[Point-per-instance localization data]
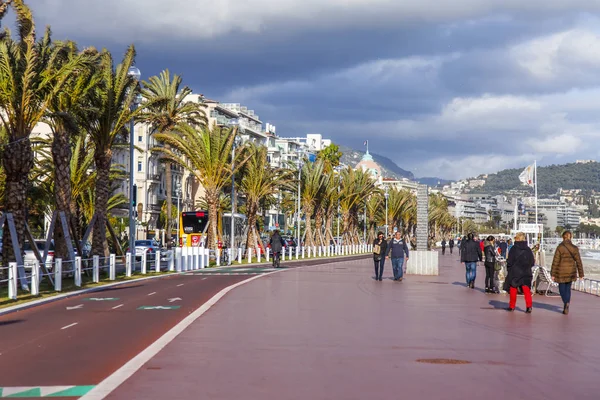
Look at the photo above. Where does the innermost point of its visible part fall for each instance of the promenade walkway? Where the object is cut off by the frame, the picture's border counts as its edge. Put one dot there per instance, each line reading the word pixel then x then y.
pixel 332 332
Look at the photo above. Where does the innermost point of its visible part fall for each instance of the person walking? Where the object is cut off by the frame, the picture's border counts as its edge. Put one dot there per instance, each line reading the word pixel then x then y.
pixel 566 266
pixel 519 264
pixel 490 262
pixel 277 243
pixel 470 254
pixel 397 249
pixel 379 252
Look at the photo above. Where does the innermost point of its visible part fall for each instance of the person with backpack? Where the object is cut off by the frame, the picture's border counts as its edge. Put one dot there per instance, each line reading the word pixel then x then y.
pixel 470 254
pixel 519 264
pixel 277 244
pixel 566 266
pixel 379 252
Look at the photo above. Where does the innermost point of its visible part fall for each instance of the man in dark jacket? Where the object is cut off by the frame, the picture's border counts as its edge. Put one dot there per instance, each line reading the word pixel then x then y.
pixel 470 254
pixel 277 243
pixel 397 248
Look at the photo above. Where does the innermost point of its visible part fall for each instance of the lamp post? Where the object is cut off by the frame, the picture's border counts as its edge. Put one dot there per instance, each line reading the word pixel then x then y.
pixel 236 142
pixel 178 191
pixel 134 73
pixel 387 194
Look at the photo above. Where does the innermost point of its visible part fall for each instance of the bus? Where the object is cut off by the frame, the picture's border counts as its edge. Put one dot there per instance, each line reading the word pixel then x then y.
pixel 192 228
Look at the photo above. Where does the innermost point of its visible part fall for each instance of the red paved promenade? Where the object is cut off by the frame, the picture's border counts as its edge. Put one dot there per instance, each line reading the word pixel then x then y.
pixel 332 332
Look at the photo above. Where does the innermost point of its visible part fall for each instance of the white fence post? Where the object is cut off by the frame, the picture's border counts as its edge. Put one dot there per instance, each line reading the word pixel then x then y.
pixel 58 275
pixel 96 269
pixel 78 271
pixel 128 260
pixel 12 281
pixel 35 278
pixel 112 267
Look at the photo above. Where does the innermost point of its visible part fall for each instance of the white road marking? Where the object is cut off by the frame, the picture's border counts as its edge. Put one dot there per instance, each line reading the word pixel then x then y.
pixel 104 388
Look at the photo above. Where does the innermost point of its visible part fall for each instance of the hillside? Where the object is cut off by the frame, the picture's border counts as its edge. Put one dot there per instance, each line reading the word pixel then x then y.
pixel 390 169
pixel 550 179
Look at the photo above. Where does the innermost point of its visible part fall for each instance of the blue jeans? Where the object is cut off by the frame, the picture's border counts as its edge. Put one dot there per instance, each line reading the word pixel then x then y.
pixel 565 292
pixel 471 271
pixel 397 264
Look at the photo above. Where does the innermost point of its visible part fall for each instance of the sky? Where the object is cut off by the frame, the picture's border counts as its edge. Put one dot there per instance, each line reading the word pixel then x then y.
pixel 445 88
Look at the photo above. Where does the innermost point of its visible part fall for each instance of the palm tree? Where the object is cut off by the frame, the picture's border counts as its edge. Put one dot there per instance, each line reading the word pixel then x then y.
pixel 206 153
pixel 29 79
pixel 314 181
pixel 111 102
pixel 260 182
pixel 165 108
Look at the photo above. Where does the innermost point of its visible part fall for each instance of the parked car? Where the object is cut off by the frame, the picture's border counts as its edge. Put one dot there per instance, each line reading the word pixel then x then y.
pixel 29 257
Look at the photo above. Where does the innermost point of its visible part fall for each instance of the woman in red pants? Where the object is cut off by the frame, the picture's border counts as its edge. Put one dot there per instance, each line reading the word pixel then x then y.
pixel 519 264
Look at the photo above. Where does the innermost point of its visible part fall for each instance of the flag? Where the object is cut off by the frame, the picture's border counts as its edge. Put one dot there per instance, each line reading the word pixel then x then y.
pixel 526 176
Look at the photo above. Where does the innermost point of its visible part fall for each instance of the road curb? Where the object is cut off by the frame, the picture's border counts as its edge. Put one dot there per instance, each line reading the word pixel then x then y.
pixel 39 302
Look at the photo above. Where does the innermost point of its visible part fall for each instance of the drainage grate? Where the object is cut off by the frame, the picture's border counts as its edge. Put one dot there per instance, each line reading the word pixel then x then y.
pixel 442 361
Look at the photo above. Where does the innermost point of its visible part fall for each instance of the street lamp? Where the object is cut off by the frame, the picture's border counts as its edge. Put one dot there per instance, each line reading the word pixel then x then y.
pixel 236 142
pixel 134 73
pixel 178 191
pixel 386 194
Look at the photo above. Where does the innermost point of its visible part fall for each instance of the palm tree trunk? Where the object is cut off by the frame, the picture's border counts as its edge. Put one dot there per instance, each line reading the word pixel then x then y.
pixel 17 161
pixel 99 243
pixel 169 184
pixel 61 155
pixel 212 200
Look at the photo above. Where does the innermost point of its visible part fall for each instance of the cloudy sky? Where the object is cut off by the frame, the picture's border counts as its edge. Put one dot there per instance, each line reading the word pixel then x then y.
pixel 446 88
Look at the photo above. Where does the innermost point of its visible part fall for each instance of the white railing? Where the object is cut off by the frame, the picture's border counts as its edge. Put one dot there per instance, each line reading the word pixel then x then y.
pixel 92 270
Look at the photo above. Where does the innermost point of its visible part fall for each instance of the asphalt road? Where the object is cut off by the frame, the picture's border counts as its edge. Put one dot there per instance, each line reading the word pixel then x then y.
pixel 81 340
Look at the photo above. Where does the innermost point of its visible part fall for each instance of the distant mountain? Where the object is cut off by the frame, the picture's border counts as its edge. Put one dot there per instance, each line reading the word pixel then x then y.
pixel 584 176
pixel 389 168
pixel 433 181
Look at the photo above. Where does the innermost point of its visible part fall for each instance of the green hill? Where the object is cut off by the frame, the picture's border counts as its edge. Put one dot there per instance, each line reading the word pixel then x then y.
pixel 550 179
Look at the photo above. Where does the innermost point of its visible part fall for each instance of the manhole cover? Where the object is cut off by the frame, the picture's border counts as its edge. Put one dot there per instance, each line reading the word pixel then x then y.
pixel 442 361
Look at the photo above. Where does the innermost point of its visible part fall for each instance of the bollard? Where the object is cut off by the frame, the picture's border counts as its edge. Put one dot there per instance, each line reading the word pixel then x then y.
pixel 35 278
pixel 12 281
pixel 128 260
pixel 175 260
pixel 58 274
pixel 144 259
pixel 78 271
pixel 112 268
pixel 96 269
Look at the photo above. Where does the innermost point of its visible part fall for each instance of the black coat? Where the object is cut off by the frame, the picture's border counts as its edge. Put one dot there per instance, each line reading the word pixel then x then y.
pixel 519 263
pixel 470 251
pixel 383 247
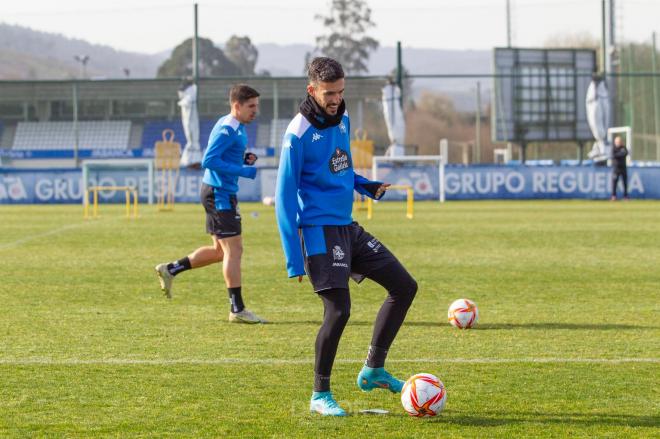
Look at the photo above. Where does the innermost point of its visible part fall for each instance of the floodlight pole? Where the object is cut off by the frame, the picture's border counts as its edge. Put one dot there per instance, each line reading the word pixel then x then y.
pixel 76 129
pixel 603 42
pixel 508 23
pixel 478 124
pixel 399 71
pixel 196 53
pixel 656 110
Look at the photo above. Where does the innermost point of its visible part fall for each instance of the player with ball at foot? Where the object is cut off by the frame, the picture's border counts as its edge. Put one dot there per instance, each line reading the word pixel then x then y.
pixel 314 201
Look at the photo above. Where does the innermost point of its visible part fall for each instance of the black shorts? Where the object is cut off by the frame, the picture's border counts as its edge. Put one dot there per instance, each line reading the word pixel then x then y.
pixel 333 254
pixel 223 223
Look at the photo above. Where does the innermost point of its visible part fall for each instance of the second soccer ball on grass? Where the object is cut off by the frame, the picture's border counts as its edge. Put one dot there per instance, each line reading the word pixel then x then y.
pixel 463 313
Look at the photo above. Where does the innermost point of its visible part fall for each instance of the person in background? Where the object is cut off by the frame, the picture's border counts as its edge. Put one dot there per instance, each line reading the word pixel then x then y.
pixel 225 160
pixel 619 167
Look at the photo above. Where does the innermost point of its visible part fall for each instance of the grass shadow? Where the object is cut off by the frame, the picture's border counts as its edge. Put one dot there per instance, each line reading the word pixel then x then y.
pixel 571 418
pixel 560 325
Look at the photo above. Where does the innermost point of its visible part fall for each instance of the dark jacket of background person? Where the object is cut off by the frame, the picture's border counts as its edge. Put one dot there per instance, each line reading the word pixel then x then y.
pixel 619 158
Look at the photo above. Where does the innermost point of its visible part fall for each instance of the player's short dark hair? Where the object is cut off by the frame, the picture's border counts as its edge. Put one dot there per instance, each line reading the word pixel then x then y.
pixel 241 93
pixel 324 69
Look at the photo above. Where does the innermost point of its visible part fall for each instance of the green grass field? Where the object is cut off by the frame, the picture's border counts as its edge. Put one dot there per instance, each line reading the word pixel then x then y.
pixel 568 342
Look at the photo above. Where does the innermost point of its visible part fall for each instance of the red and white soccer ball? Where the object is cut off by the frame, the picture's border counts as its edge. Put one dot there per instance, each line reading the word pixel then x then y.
pixel 463 313
pixel 423 395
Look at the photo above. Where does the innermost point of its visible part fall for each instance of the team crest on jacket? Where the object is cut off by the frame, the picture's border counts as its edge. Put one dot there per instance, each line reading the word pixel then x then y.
pixel 339 162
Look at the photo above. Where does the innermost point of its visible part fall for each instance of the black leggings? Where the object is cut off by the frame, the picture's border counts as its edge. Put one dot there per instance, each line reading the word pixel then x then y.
pixel 401 288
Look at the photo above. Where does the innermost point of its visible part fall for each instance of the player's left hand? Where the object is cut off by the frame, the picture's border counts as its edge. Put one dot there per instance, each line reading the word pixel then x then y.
pixel 250 158
pixel 381 190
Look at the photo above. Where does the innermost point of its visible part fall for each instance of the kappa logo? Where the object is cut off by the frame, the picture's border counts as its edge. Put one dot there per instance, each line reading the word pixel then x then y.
pixel 337 253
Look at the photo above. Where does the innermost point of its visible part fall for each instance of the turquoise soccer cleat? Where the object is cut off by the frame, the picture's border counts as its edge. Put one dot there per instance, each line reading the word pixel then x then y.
pixel 378 378
pixel 324 403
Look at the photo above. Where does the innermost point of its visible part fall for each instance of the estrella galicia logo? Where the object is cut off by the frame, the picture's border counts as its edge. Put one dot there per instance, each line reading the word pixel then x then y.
pixel 337 253
pixel 339 162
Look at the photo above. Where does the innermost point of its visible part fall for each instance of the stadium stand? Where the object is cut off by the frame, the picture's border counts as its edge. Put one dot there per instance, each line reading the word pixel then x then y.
pixel 153 132
pixel 93 135
pixel 271 134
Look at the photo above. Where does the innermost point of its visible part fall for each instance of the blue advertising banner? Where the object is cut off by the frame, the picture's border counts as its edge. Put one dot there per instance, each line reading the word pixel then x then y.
pixel 66 187
pixel 519 182
pixel 461 183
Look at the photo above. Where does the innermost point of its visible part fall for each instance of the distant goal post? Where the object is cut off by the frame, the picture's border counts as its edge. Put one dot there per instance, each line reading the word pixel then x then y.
pixel 113 172
pixel 439 160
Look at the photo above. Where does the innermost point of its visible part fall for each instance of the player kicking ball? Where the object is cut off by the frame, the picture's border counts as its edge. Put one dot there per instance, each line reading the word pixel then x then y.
pixel 314 201
pixel 225 160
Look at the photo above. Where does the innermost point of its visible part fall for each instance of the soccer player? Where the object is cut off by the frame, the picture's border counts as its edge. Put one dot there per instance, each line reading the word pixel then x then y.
pixel 619 168
pixel 224 162
pixel 314 200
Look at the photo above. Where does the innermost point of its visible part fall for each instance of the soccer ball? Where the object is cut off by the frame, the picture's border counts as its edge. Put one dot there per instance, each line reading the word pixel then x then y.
pixel 423 395
pixel 463 313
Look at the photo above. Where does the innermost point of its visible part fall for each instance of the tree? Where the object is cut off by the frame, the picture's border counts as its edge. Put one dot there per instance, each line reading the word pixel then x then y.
pixel 347 23
pixel 242 53
pixel 212 61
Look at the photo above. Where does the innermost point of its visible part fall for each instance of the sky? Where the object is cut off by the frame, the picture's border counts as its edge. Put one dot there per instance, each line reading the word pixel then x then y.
pixel 152 26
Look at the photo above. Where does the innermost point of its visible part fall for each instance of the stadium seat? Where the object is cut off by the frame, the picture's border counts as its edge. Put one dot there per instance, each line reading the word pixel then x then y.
pixel 92 135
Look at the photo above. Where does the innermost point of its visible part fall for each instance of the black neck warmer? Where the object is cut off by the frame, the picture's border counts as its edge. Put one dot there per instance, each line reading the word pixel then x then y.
pixel 317 116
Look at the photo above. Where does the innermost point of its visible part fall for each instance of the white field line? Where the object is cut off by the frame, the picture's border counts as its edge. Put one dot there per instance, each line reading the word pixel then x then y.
pixel 284 361
pixel 57 231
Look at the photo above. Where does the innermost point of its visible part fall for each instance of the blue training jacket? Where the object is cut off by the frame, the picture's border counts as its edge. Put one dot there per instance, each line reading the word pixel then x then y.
pixel 315 184
pixel 223 159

● **Instructions for the task**: Extract every line from the one with "the white field" down to the final line above, both included, exactly as written.

● **Exercise output**:
Look at the photo above. Where does the innermost point of its visible part fall for each instance of the white field line? Where the object is cut off by the frame, the picture's border counts as its edge. Put one dot there per instance, each line reading the word pixel then x then y.
pixel 284 361
pixel 57 231
Look at the photo above. Where does the innermost point of its visible part fall for each instance of the blue training jacket? Where the object is cut off by the frame, the picture's border counts as its edge. Put one dot there per instance, each line reading the word pixel then x then y.
pixel 315 184
pixel 223 159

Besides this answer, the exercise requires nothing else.